### TASK 1:
In the article on how the U.S. economy works, roughly what share of the economy does demand drive?
### TASK 2:
Condense the paragraph of the U.S. economy article that begins "The importance here is when the GDP" into a single shorter sentence that keeps its main facts.

Attempting to understand just how the U.S. economy works is a fairly complex thing.
That can be especially true after an event like the coronavirus pandemic shut the economy down completely for months.
But when you boil down to the basics, the understanding of the U.S. economy is actually pretty clear.
The key to answering the question of how the U.S. economy works has to be drilled down into the factors that make up economic movement.
While various policies have a big role in how the economy works, there are other factors such as spending and American financial markets.
In this article, we will look at seven factors of how the U.S. economy works.
The 7 Factors of How the U.S. Economy Works
1. Supply and Demand
Perhaps the biggest forces that drive the U.S. economy are supply and demand.
It includes more than just products, such as labor and natural resources. For example, oil, land and water are all natural resources. The price of oil has a significant impact on the price of a gallon of gas for your car.
Demand is the biggest driver of the economy — about 70% — as product prices are directly correlated to the demand for that product. When prices of a product go up, in most situations, the demand goes down.
If the latest iPhone was only $50, consumers would likely buy the product in larger quantities.
However, if the same iPhone was $5,000, the demand would be much less because many would be priced out of being able to purchase one.
The supply side of the equation works in a similar fashion, only geared toward impacting suppliers.
If that iPhone was priced at $50 retail, it’s likely the manufacturer would make less because the profit margin would be low. However, at $5,000, there would be more iPhones manufactured because the manufacturer would make an enormous profit.
Because of its impact on the economy, supply and demand is one of the seven factors of how the U.S. economy works.
2. Gross Domestic Product
The gross domestic product of a country is simply the value of any goods and services produced by that country in a year.
The higher the GDP, the more value attached to those goods and services.
In the United States, the GDP grew 2.1% in each of the last two quarters, suggesting steady but not breakout growth.
GDP growth or contraction is perhaps the most widely used indicator for the overall health of the economy.
The importance here is when the GDP is expanding at a rapid pace, it means the country is growing economically. This can lead to job, business and investment growth. A slower rate of growth, or even contraction, means the opposite will happen.
Because it is the most common track of economic health, GDP is one of the seven factors of how the U.S. economy works.
3. Rate of Inflation and Deflation
A big impact of supply and demand is inflation.

### GIVEN INFORMATION:
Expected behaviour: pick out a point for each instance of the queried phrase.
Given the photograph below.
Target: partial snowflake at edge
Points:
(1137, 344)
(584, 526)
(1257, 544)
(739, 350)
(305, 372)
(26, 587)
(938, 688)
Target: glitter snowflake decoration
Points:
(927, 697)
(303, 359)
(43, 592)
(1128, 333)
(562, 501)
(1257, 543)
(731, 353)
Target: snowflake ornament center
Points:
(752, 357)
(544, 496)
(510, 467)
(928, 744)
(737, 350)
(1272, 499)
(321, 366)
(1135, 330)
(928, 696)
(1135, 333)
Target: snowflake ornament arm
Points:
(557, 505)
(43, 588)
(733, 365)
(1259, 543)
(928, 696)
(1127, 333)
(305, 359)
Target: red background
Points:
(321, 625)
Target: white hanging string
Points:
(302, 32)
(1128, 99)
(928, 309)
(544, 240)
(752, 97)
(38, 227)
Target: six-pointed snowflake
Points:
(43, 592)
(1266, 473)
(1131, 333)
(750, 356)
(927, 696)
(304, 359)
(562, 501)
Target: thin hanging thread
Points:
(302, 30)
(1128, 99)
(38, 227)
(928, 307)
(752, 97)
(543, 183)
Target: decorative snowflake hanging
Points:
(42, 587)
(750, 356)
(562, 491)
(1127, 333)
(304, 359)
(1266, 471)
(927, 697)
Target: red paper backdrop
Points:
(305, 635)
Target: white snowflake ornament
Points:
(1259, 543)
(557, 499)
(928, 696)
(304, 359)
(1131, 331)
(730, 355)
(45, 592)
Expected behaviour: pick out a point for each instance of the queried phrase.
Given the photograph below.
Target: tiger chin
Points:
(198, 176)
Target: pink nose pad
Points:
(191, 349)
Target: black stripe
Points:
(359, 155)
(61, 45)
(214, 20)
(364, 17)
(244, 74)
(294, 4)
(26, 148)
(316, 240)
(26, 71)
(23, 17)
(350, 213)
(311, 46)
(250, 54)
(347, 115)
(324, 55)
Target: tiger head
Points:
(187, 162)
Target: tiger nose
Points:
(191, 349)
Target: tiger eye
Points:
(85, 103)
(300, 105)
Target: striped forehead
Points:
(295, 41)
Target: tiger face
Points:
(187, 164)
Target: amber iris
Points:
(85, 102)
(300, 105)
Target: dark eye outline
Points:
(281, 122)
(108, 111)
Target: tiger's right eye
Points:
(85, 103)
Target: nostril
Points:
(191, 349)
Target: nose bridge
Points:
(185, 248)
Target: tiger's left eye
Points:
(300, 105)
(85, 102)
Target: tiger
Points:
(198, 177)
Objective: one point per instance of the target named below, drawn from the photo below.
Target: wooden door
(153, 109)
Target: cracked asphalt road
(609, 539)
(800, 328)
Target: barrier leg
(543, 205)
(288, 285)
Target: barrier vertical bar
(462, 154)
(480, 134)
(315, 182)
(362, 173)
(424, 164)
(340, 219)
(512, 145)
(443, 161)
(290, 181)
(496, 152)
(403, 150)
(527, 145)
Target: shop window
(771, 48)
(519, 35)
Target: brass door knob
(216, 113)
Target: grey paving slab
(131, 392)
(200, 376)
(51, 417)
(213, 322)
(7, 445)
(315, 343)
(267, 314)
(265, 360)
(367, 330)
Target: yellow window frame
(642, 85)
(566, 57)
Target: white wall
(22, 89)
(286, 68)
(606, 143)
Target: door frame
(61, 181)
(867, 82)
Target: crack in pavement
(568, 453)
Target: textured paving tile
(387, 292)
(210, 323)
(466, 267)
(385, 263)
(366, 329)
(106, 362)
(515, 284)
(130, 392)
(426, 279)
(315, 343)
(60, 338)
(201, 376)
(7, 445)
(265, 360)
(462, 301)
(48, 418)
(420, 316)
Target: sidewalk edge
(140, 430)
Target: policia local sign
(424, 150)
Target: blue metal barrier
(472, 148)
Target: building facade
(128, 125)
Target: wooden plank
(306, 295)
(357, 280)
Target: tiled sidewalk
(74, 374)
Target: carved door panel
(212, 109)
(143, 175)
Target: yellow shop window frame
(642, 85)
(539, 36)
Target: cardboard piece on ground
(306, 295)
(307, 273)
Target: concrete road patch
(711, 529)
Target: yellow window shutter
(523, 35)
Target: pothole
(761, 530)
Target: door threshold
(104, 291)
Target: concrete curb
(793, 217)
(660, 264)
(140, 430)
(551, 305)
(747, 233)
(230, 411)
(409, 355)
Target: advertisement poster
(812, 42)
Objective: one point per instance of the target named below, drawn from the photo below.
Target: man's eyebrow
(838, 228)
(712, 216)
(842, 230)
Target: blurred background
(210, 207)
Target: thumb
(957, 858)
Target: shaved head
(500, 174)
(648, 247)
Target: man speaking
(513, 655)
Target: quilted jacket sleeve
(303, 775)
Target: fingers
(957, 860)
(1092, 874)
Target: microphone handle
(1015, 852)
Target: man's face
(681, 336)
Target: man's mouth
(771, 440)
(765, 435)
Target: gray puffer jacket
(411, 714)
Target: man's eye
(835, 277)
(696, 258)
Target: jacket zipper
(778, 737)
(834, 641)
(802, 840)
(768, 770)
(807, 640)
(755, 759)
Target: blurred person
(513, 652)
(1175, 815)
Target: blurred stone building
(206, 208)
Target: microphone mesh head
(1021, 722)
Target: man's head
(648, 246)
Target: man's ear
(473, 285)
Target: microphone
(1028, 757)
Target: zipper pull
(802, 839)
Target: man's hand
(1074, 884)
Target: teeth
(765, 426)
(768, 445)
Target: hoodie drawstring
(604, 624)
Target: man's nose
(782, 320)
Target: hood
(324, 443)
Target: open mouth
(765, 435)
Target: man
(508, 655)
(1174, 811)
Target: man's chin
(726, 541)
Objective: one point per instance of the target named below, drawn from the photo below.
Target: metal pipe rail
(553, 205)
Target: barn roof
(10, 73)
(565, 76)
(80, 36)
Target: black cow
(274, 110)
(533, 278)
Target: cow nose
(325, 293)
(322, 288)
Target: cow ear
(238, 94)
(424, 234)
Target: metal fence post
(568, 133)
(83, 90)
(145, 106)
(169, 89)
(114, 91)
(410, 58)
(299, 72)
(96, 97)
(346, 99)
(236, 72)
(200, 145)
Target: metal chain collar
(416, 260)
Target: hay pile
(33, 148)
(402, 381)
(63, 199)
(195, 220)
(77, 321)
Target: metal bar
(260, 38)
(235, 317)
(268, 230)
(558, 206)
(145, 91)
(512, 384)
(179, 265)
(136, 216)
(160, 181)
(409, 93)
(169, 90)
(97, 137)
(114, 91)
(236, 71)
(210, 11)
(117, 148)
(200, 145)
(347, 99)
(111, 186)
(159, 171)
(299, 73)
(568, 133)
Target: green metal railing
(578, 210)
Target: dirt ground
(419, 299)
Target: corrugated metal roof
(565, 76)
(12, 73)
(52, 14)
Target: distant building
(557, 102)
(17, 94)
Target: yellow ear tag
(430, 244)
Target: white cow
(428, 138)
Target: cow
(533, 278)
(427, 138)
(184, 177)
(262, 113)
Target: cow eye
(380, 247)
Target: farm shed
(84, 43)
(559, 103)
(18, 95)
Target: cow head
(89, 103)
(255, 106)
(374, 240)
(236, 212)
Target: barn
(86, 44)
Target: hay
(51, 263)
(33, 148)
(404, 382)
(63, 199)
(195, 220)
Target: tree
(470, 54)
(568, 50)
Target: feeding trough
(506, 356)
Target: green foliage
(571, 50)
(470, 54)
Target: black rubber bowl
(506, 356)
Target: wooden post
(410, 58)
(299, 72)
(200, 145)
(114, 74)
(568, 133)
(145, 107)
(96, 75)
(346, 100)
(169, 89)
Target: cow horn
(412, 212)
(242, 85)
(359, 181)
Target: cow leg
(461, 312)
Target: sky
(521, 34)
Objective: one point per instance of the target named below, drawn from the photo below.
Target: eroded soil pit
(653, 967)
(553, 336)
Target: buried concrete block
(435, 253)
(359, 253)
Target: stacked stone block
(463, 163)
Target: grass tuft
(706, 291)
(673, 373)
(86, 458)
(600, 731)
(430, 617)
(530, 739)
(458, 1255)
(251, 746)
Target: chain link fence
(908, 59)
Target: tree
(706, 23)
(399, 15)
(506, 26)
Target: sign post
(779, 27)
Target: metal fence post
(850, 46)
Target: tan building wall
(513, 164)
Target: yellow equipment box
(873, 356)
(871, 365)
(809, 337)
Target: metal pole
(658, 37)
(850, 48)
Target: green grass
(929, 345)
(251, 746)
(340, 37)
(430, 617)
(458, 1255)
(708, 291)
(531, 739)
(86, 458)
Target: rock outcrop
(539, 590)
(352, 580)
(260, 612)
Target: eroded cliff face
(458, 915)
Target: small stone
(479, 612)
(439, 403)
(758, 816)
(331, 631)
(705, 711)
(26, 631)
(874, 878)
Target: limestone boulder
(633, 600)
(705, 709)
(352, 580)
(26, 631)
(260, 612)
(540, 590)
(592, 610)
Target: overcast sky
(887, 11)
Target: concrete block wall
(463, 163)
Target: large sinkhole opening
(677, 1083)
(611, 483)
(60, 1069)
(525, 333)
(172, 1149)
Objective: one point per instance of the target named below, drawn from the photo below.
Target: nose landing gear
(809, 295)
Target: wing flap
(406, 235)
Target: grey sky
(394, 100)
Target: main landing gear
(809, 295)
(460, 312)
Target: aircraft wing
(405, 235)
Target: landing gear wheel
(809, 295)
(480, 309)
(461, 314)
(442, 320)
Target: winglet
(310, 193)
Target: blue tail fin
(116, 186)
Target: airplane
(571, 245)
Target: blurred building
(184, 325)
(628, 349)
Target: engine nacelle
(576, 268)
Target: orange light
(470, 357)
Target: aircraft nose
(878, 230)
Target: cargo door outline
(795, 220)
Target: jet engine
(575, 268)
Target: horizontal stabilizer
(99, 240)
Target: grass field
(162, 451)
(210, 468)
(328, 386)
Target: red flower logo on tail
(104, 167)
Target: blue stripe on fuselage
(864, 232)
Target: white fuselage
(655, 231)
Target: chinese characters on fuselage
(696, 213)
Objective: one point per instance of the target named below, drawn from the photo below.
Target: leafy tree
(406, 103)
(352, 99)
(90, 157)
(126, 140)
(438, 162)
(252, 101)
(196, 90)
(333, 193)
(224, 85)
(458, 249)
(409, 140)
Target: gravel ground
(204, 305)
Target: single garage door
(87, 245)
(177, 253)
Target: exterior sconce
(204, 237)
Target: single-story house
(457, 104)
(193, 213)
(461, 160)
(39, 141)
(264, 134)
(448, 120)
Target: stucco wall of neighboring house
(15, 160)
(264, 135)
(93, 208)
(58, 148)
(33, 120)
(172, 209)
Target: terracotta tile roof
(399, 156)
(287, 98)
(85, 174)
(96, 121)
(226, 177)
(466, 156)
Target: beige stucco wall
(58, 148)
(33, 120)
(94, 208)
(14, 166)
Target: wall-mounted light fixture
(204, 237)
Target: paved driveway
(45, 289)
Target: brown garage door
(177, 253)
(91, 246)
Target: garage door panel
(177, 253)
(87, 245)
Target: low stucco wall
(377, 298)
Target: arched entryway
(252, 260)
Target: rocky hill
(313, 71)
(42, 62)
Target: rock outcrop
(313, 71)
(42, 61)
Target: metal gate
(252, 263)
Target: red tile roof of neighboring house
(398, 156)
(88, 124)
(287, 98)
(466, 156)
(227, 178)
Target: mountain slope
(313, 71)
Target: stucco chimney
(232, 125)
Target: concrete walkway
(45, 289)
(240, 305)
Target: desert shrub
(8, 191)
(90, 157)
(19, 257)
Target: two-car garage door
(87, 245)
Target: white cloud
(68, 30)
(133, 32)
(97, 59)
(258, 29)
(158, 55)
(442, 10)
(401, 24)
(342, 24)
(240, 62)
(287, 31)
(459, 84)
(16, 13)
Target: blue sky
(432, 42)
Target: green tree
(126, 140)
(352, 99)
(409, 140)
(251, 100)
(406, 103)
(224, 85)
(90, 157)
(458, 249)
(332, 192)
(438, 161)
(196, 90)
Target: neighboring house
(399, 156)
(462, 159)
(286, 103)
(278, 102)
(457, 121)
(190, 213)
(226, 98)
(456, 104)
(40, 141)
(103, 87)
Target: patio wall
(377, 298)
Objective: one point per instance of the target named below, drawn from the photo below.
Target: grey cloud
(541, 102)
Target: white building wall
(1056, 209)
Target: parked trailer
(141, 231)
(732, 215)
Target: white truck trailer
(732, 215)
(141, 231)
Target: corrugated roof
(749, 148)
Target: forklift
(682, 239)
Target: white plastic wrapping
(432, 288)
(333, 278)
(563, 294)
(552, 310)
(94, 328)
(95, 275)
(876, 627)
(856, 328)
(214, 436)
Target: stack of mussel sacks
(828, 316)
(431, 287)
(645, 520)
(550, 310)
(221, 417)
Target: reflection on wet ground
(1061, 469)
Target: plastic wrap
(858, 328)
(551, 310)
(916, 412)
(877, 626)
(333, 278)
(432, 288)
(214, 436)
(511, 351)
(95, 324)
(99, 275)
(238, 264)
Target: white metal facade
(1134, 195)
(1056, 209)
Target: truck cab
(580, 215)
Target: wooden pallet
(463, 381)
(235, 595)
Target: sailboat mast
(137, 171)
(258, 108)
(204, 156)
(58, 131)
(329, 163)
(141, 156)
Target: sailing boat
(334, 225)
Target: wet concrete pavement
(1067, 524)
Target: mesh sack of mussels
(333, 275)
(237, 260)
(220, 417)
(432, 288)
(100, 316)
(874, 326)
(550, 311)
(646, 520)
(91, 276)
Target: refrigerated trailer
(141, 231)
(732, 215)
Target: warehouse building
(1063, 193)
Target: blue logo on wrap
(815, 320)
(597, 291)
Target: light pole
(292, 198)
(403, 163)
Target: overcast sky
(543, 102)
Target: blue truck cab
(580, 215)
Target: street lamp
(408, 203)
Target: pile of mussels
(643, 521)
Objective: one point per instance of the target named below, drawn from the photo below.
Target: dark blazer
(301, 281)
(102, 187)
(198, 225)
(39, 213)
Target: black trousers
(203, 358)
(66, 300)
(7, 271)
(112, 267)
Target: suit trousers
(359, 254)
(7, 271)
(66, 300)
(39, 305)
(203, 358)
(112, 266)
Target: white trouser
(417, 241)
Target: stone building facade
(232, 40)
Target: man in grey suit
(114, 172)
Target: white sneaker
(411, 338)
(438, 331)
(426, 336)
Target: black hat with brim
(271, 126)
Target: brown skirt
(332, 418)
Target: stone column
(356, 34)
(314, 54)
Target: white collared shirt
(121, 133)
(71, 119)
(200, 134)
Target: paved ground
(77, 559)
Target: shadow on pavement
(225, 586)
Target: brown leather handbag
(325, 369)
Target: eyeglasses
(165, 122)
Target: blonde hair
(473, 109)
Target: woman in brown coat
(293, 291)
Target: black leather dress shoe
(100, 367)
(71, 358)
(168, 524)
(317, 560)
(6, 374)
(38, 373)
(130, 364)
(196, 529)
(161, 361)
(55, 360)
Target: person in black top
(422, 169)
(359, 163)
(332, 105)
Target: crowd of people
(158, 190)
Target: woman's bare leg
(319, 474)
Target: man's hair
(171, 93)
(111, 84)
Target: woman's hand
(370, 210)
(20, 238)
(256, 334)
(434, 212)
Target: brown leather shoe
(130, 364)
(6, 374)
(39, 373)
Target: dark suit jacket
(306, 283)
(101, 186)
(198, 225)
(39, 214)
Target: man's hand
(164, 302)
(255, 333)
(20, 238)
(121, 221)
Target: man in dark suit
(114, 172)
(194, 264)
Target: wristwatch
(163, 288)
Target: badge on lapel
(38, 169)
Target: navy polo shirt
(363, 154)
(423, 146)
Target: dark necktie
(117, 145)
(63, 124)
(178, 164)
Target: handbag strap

### SOLUTION 1:
About 70%.

### SOLUTION 2:
Rapid GDP expansion means the country is growing economically and can bring job, business and investment growth, while slower growth or contraction means the opposite.